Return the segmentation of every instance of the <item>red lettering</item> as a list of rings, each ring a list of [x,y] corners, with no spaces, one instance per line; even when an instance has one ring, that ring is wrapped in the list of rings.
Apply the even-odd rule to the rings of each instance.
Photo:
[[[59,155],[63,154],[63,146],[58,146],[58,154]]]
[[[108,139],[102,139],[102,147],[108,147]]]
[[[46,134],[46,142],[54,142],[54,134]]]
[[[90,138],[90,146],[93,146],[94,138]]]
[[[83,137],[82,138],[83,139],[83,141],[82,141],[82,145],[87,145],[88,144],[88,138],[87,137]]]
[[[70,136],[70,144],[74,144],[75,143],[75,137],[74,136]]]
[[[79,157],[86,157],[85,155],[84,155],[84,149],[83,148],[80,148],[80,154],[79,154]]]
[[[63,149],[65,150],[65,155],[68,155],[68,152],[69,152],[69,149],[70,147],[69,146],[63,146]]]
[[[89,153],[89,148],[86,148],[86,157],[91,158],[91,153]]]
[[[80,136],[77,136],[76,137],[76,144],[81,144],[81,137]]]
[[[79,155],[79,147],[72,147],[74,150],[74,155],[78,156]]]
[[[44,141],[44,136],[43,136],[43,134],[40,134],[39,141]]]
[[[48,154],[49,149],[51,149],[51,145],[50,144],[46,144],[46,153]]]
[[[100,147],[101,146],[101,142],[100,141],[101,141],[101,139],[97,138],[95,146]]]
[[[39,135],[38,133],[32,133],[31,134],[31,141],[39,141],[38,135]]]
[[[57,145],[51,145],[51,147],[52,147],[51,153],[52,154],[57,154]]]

ABOUT THIS EXERCISE: The records above need copying. Do it exactly.

TASK OUTPUT:
Return the segmentation of every instance of the <item>red lettering</item> as a list of rings, each ring a list of [x,y] corners, with no spaces, one instance per line; even when an instance has one ring, that ring is wrapped in the list of rings.
Apply the even-odd rule to the rings of each instance.
Photo:
[[[59,155],[63,154],[63,146],[58,146],[58,154]]]
[[[108,139],[102,139],[102,147],[108,147]]]
[[[46,134],[46,142],[54,142],[54,134]]]
[[[90,138],[90,146],[93,146],[94,138]]]
[[[83,137],[82,138],[83,139],[83,141],[82,141],[82,145],[87,145],[88,144],[88,138],[87,137]]]
[[[70,136],[70,144],[74,144],[75,143],[75,137],[74,136]]]
[[[79,157],[86,157],[85,155],[84,155],[84,149],[83,148],[80,148],[80,154],[79,154]]]
[[[63,149],[65,150],[65,155],[68,155],[68,152],[69,152],[69,149],[70,147],[69,146],[63,146]]]
[[[89,153],[89,148],[86,148],[86,157],[91,158],[91,153]]]
[[[80,136],[77,136],[76,137],[76,144],[81,144],[81,137]]]
[[[79,155],[79,147],[72,147],[74,150],[74,155],[78,156]]]
[[[44,141],[44,136],[43,136],[43,134],[40,134],[39,141]]]
[[[48,154],[49,149],[51,149],[51,145],[50,144],[46,144],[46,153]]]
[[[100,147],[101,146],[101,142],[100,141],[101,141],[101,139],[97,138],[95,146]]]
[[[39,135],[38,133],[32,133],[31,134],[31,141],[39,141],[38,135]]]
[[[57,145],[51,145],[51,147],[52,147],[51,153],[52,154],[57,154]]]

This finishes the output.